***** Source passage *****
Later Bharath once helps a girl from goons and takes to her home only to find out that the girl is Pushpa, Gopinath's daughter who happens to be his step-sister. Due to this, Bharath wins the affection of Mrs. Gopinath (Who happens to be Bharath's stepmother) who starts to treat her like her own son, similar to Pushpa's brother. Bharath tactically arranges for a marriage of Pushpa with the son of a wealthy man Kumeresa Gounder on 31 August, the first remembrance of his mother. Kumaresa Goundar fully is made aware of Bharath's swearing, so he too helps him to fulfil the challenge which he has against Gopinath. Bharath also uses the love connection between his rich born step-brother and austere Sanjeevi's sister to corner status-minded Gopinath by arranging the marriage on the same 31 August. Bharath uses every possible way to torture Gopinath to make him realise his mistake but Gopinath does not reciprocate instead becomes angrier as things go beyond business to personal vengeance. Bharath tactically makes various bottlenecks for Gopinath on Aug-31st, as Gopinath comes to realise that there is more than business Bharath was taking this plight into.

Having lost his clutch with business, wealth and status, Gopinath slowly goes into bankruptcy thus unable to afford to his own children' wedding. In the meanwhile, Bharath invites him to inaugurate his orphanage on 31 August, the date when he planned to fulfil his mother's wish. Gopinath, furious with Bharath since he is the reason for his slump, hires a local goon Michael (Raghuvaran) who once was his enemy (also Bharath's) and proposes to kill Bharath at his own inaugural function on the same 31 August. Bharath reveals his mother's identity in the function as he waits for Gopinath to accept his mistake.
***** Entries provided *****
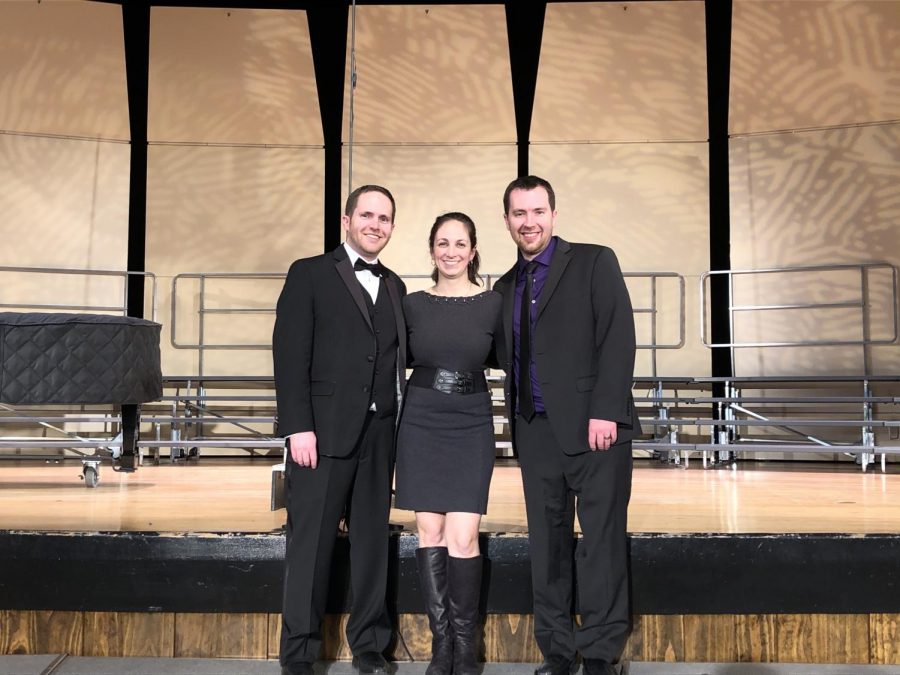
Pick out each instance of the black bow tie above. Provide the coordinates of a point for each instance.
(375, 268)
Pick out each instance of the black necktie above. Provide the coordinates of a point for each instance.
(375, 268)
(526, 395)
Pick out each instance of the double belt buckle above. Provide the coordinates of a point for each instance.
(453, 382)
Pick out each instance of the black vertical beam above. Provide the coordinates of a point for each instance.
(718, 71)
(136, 30)
(328, 36)
(524, 29)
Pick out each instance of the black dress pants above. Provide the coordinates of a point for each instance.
(596, 485)
(315, 500)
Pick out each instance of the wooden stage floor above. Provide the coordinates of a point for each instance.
(232, 495)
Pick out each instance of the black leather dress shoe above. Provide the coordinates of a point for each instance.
(599, 667)
(557, 665)
(301, 668)
(369, 663)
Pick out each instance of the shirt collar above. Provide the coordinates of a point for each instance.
(353, 255)
(543, 258)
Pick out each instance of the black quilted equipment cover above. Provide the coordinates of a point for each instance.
(78, 358)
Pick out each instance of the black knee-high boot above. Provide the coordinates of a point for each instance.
(464, 588)
(432, 563)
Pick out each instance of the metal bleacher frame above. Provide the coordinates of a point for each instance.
(680, 415)
(724, 425)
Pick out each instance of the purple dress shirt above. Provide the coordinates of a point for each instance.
(540, 278)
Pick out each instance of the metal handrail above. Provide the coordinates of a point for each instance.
(123, 308)
(862, 303)
(201, 346)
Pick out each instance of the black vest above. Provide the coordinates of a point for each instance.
(384, 376)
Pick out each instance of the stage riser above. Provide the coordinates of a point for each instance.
(760, 638)
(683, 574)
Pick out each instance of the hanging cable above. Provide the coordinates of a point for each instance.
(352, 92)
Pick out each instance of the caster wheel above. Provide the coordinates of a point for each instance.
(91, 476)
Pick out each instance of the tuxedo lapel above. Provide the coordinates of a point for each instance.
(345, 269)
(558, 264)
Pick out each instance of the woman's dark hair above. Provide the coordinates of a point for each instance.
(473, 240)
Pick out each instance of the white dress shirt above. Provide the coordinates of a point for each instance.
(366, 278)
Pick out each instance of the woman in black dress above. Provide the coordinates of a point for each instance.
(445, 441)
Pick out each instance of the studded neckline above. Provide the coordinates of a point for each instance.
(462, 299)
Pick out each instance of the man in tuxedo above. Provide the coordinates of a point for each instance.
(339, 350)
(568, 351)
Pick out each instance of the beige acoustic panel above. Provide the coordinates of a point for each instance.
(622, 72)
(649, 202)
(429, 181)
(233, 76)
(62, 69)
(436, 74)
(228, 210)
(64, 203)
(797, 65)
(812, 199)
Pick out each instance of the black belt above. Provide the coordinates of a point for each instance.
(449, 381)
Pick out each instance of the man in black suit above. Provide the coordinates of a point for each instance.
(568, 351)
(339, 349)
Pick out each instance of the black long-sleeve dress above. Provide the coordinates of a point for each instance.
(445, 442)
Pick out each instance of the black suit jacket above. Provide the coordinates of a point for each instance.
(322, 347)
(584, 344)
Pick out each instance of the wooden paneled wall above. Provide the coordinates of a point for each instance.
(761, 638)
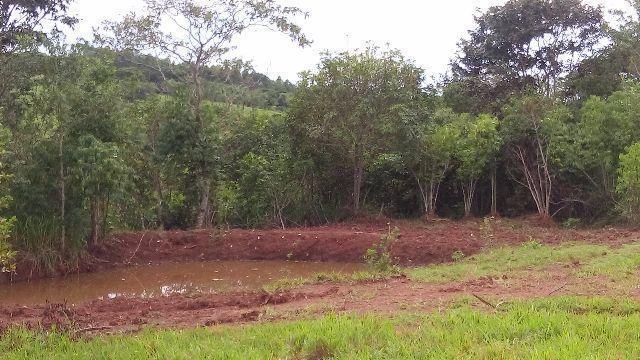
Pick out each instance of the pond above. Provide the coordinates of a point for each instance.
(163, 279)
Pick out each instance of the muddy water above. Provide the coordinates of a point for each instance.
(162, 280)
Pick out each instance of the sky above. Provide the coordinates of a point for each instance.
(426, 31)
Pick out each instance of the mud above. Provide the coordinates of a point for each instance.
(388, 296)
(419, 243)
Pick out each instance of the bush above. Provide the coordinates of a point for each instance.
(379, 256)
(628, 187)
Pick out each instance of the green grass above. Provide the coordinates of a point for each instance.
(619, 264)
(326, 277)
(504, 260)
(561, 328)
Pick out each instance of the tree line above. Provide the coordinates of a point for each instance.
(144, 128)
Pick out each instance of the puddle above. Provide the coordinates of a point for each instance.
(163, 279)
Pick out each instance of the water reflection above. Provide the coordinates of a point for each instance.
(162, 280)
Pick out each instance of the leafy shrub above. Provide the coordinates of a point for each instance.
(628, 187)
(7, 255)
(571, 223)
(457, 256)
(379, 256)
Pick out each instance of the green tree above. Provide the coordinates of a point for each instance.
(429, 153)
(628, 187)
(522, 44)
(351, 106)
(536, 135)
(201, 34)
(7, 254)
(477, 148)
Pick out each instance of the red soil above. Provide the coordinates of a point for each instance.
(419, 243)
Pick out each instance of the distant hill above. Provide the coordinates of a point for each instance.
(233, 82)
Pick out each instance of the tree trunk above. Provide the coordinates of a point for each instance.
(494, 192)
(96, 221)
(468, 191)
(63, 197)
(358, 171)
(159, 199)
(538, 177)
(202, 222)
(431, 199)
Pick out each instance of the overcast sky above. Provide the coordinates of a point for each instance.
(424, 30)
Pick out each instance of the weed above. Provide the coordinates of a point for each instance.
(379, 256)
(571, 223)
(559, 328)
(457, 256)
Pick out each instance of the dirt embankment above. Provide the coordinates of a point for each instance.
(386, 296)
(419, 243)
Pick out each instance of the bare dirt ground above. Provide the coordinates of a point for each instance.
(419, 243)
(388, 296)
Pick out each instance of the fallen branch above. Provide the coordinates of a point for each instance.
(484, 301)
(556, 290)
(93, 328)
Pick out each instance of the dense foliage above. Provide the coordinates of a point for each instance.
(149, 129)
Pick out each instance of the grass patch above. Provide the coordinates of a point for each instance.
(327, 277)
(498, 261)
(619, 264)
(560, 328)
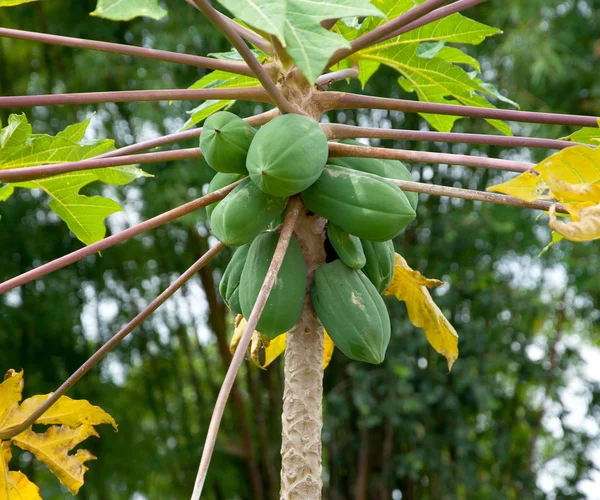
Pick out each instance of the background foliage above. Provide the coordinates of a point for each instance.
(498, 426)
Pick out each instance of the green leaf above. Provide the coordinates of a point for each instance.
*****
◆ Exercise requirements
1) Rewrite everything from "Having lost his" down to "accept his mistake." in the plot summary, renaming "orphanage" as "school".
2) In the plot summary, whom does Gopinath hire to kill Bharath?
These records have nothing to do with the plot summary.

◆ Answer list
1)
Having lost his clutch with business, wealth and status, Gopinath slowly goes into bankruptcy thus unable to afford to his own children' wedding. In the meanwhile, Bharath invites him to inaugurate his school on 31 August, the date when he planned to fulfil his mother's wish. Gopinath, furious with Bharath since he is the reason for his slump, hires a local goon Michael (Raghuvaran) who once was his enemy (also Bharath's) and proposes to kill Bharath at his own inaugural function on the same 31 August. Bharath reveals his mother's identity in the function as he waits for Gopinath to accept his mistake.

2) A local goon named Michael (Raghuvaran).